** DETALHES DA TAREFA **
Reúna todas as linhas dos dados abaixo que contêm a palavra "light" e copie cada uma delas sem alterações.

** DADOS FORNECIDOS **
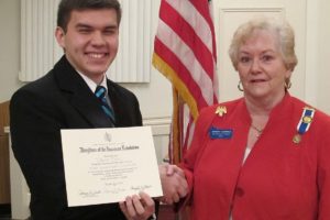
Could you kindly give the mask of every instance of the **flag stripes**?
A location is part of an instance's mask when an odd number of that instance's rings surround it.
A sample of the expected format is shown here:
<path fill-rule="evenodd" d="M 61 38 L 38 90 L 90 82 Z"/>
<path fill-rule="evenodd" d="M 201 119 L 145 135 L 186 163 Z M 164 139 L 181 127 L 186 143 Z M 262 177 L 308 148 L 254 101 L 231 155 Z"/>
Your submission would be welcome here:
<path fill-rule="evenodd" d="M 153 65 L 173 84 L 182 101 L 174 97 L 170 142 L 179 136 L 180 152 L 187 146 L 186 134 L 194 130 L 199 111 L 218 102 L 216 40 L 208 0 L 162 0 L 154 42 Z M 191 116 L 191 117 L 189 117 Z M 188 120 L 187 120 L 188 119 Z M 178 124 L 174 124 L 178 123 Z M 169 145 L 169 154 L 179 152 Z M 178 157 L 178 156 L 176 156 Z"/>

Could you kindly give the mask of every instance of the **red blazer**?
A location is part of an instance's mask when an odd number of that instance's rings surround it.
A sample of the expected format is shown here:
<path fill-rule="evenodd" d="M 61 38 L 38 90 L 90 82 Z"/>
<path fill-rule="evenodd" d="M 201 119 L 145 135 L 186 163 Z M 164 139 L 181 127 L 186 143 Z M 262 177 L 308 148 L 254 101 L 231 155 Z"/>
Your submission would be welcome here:
<path fill-rule="evenodd" d="M 227 108 L 222 117 L 219 106 Z M 191 219 L 329 220 L 330 117 L 316 110 L 301 141 L 293 142 L 307 106 L 286 95 L 244 164 L 251 124 L 244 99 L 202 110 L 182 164 Z M 212 138 L 211 128 L 232 136 Z"/>

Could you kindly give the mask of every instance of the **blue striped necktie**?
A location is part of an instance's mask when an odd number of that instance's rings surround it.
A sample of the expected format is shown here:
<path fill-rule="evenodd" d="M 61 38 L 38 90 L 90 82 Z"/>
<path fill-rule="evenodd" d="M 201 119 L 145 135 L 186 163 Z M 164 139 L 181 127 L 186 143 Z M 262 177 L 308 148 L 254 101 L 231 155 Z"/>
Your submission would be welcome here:
<path fill-rule="evenodd" d="M 97 86 L 95 90 L 95 96 L 98 98 L 98 100 L 101 103 L 101 108 L 105 111 L 105 113 L 110 118 L 112 123 L 114 124 L 114 112 L 111 109 L 111 107 L 108 105 L 107 98 L 106 98 L 107 89 L 102 86 Z"/>

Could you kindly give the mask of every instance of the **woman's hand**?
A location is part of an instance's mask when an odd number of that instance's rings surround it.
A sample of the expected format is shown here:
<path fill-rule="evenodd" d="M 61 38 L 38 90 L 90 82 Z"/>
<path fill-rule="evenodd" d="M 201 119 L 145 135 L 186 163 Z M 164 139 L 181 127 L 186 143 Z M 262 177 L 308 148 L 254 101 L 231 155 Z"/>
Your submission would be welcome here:
<path fill-rule="evenodd" d="M 161 201 L 164 204 L 178 202 L 188 193 L 188 184 L 185 173 L 176 165 L 160 165 L 163 194 Z"/>
<path fill-rule="evenodd" d="M 155 212 L 154 200 L 145 193 L 127 197 L 119 202 L 121 211 L 128 220 L 146 220 Z"/>

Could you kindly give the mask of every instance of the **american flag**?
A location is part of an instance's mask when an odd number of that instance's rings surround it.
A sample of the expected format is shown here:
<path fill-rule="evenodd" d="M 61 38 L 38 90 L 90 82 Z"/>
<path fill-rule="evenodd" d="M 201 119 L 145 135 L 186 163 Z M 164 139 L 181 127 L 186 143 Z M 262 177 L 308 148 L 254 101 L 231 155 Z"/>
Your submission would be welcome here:
<path fill-rule="evenodd" d="M 199 111 L 218 102 L 215 28 L 208 0 L 162 0 L 153 65 L 174 91 L 169 161 L 179 163 Z M 185 108 L 186 106 L 186 108 Z"/>

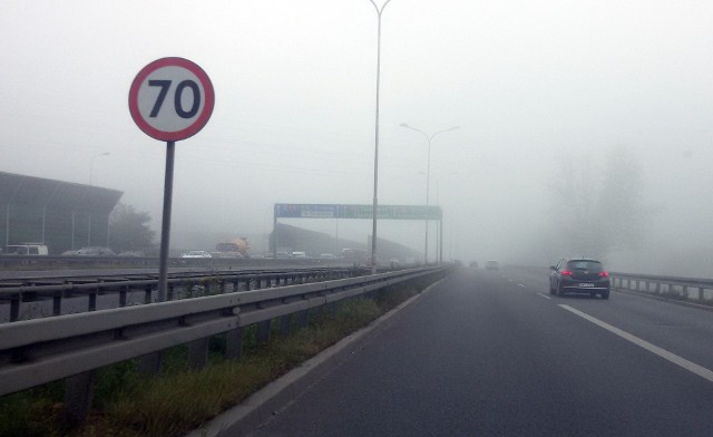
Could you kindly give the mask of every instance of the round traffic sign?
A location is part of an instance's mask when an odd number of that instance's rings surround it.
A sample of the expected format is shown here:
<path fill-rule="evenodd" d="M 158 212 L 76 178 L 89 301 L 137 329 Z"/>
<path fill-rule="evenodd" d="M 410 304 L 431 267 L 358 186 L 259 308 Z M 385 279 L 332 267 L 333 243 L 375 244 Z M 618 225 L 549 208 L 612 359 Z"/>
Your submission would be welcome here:
<path fill-rule="evenodd" d="M 213 114 L 215 93 L 205 71 L 184 58 L 144 67 L 129 89 L 134 123 L 152 138 L 177 142 L 197 134 Z"/>

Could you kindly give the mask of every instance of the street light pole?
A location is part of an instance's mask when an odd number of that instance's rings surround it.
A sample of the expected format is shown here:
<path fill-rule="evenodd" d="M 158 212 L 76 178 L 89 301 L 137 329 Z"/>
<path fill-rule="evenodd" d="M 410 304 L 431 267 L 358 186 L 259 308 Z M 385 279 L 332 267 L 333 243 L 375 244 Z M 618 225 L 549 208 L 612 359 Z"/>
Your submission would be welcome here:
<path fill-rule="evenodd" d="M 426 140 L 428 142 L 428 161 L 427 161 L 427 166 L 426 166 L 426 206 L 428 207 L 429 206 L 430 183 L 431 183 L 431 142 L 433 140 L 433 137 L 436 135 L 442 134 L 445 132 L 459 129 L 460 126 L 453 126 L 453 127 L 449 127 L 448 129 L 438 130 L 437 133 L 433 133 L 431 135 L 428 135 L 423 130 L 419 130 L 416 127 L 409 126 L 408 123 L 402 123 L 401 127 L 406 127 L 408 129 L 418 132 L 419 134 L 423 135 L 426 137 Z M 426 247 L 423 249 L 423 264 L 428 264 L 428 219 L 426 219 Z"/>
<path fill-rule="evenodd" d="M 94 159 L 98 158 L 99 156 L 108 156 L 109 153 L 105 152 L 105 153 L 100 153 L 98 155 L 94 155 L 91 157 L 91 159 L 89 159 L 89 186 L 91 186 L 91 176 L 92 176 L 92 172 L 94 172 Z"/>
<path fill-rule="evenodd" d="M 387 0 L 381 8 L 374 3 L 374 0 L 369 0 L 374 6 L 378 17 L 378 30 L 377 30 L 377 124 L 375 124 L 375 140 L 374 140 L 374 200 L 372 207 L 372 230 L 371 230 L 371 274 L 377 274 L 377 210 L 379 206 L 378 193 L 379 193 L 379 86 L 381 80 L 381 13 L 391 0 Z"/>

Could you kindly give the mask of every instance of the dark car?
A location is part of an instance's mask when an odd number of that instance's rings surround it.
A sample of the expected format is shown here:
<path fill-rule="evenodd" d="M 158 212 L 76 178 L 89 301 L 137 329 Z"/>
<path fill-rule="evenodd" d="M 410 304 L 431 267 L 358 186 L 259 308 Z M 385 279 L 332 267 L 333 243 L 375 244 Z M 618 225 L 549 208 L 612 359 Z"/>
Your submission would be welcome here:
<path fill-rule="evenodd" d="M 597 260 L 564 259 L 550 270 L 549 294 L 588 293 L 609 299 L 609 273 Z"/>

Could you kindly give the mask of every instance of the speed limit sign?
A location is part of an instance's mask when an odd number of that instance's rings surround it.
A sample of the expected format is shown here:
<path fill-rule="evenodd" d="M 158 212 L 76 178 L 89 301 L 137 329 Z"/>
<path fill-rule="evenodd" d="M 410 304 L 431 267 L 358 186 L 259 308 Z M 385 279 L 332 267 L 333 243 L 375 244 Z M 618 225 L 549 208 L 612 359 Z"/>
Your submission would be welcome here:
<path fill-rule="evenodd" d="M 129 89 L 129 111 L 153 138 L 192 137 L 213 114 L 215 94 L 205 71 L 184 58 L 163 58 L 144 67 Z"/>

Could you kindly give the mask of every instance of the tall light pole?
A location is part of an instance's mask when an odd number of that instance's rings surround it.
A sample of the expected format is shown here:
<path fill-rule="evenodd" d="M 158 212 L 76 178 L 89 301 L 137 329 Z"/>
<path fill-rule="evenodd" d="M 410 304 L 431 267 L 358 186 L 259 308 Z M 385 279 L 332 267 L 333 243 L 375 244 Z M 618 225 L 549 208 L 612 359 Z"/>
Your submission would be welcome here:
<path fill-rule="evenodd" d="M 377 125 L 375 125 L 375 140 L 374 140 L 374 203 L 372 208 L 372 230 L 371 230 L 371 274 L 377 274 L 377 210 L 379 207 L 378 193 L 379 193 L 379 85 L 381 80 L 381 13 L 391 0 L 387 0 L 381 8 L 374 3 L 374 0 L 369 0 L 374 6 L 378 17 L 378 30 L 377 30 Z"/>
<path fill-rule="evenodd" d="M 99 156 L 108 156 L 108 155 L 109 153 L 105 152 L 105 153 L 94 155 L 91 159 L 89 159 L 89 186 L 91 186 L 91 176 L 94 174 L 94 159 L 98 158 Z"/>
<path fill-rule="evenodd" d="M 401 127 L 406 127 L 408 129 L 418 132 L 419 134 L 423 135 L 426 137 L 426 140 L 428 142 L 428 161 L 427 161 L 427 166 L 426 166 L 426 206 L 428 207 L 429 206 L 429 194 L 430 194 L 430 181 L 431 181 L 431 142 L 433 140 L 433 137 L 436 135 L 442 134 L 445 132 L 459 129 L 460 126 L 449 127 L 448 129 L 439 130 L 439 132 L 433 133 L 431 135 L 428 135 L 423 130 L 419 130 L 416 127 L 411 127 L 407 123 L 402 123 Z M 428 264 L 428 219 L 426 219 L 426 247 L 423 249 L 423 263 Z"/>

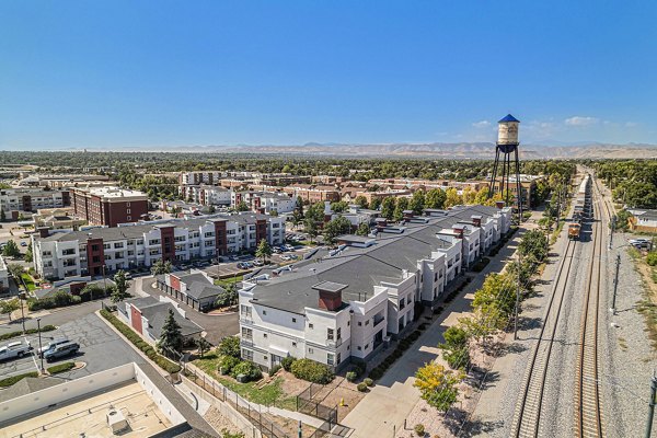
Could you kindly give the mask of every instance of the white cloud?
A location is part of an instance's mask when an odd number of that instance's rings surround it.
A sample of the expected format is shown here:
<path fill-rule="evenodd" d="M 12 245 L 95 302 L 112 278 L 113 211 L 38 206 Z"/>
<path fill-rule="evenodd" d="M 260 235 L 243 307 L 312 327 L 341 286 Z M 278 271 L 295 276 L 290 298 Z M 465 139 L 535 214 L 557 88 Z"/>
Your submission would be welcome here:
<path fill-rule="evenodd" d="M 472 124 L 472 126 L 474 126 L 475 128 L 487 128 L 488 126 L 491 126 L 491 122 L 488 122 L 488 120 L 475 122 Z"/>
<path fill-rule="evenodd" d="M 596 117 L 573 116 L 564 120 L 568 126 L 590 126 L 598 123 Z"/>

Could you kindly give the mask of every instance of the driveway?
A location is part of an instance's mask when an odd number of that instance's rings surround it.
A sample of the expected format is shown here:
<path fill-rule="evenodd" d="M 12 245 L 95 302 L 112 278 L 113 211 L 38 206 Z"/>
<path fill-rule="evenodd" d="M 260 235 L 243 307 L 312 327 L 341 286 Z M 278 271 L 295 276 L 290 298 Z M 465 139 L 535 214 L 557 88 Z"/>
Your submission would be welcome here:
<path fill-rule="evenodd" d="M 80 351 L 77 356 L 66 357 L 50 364 L 44 360 L 45 368 L 70 360 L 87 364 L 87 367 L 82 369 L 57 374 L 58 378 L 76 379 L 128 362 L 143 362 L 143 359 L 94 313 L 69 321 L 56 331 L 42 333 L 42 345 L 47 345 L 50 339 L 58 337 L 67 337 L 72 342 L 77 342 L 80 344 Z M 38 370 L 41 361 L 36 357 L 38 336 L 30 335 L 26 338 L 34 347 L 33 355 L 1 362 L 0 376 L 9 377 Z"/>
<path fill-rule="evenodd" d="M 141 291 L 137 291 L 139 295 L 148 293 L 151 297 L 168 297 L 175 299 L 166 293 L 163 293 L 159 289 L 153 287 L 155 279 L 150 277 L 143 277 L 141 283 Z M 141 292 L 141 293 L 140 293 Z M 200 325 L 207 333 L 206 339 L 214 345 L 218 345 L 224 336 L 237 335 L 240 331 L 239 314 L 237 312 L 224 313 L 218 315 L 209 315 L 201 313 L 189 306 L 184 304 L 181 301 L 176 301 L 181 308 L 185 311 L 185 315 L 196 324 Z"/>

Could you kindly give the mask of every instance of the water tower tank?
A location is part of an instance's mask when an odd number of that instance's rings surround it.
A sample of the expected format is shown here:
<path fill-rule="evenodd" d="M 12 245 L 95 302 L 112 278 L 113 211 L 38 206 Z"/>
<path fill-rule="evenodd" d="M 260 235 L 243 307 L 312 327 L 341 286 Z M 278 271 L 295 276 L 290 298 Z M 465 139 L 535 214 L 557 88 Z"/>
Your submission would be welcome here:
<path fill-rule="evenodd" d="M 514 147 L 518 146 L 518 124 L 520 124 L 520 120 L 510 114 L 498 122 L 497 145 L 503 148 L 505 153 L 509 153 L 514 150 Z M 508 151 L 504 149 L 508 149 Z"/>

** RESPOSTA AO EXERCÍCIO **
Could you kindly give the mask of every instance of the street light pole?
Could you kindly give the mask of every instance of the tall light pole?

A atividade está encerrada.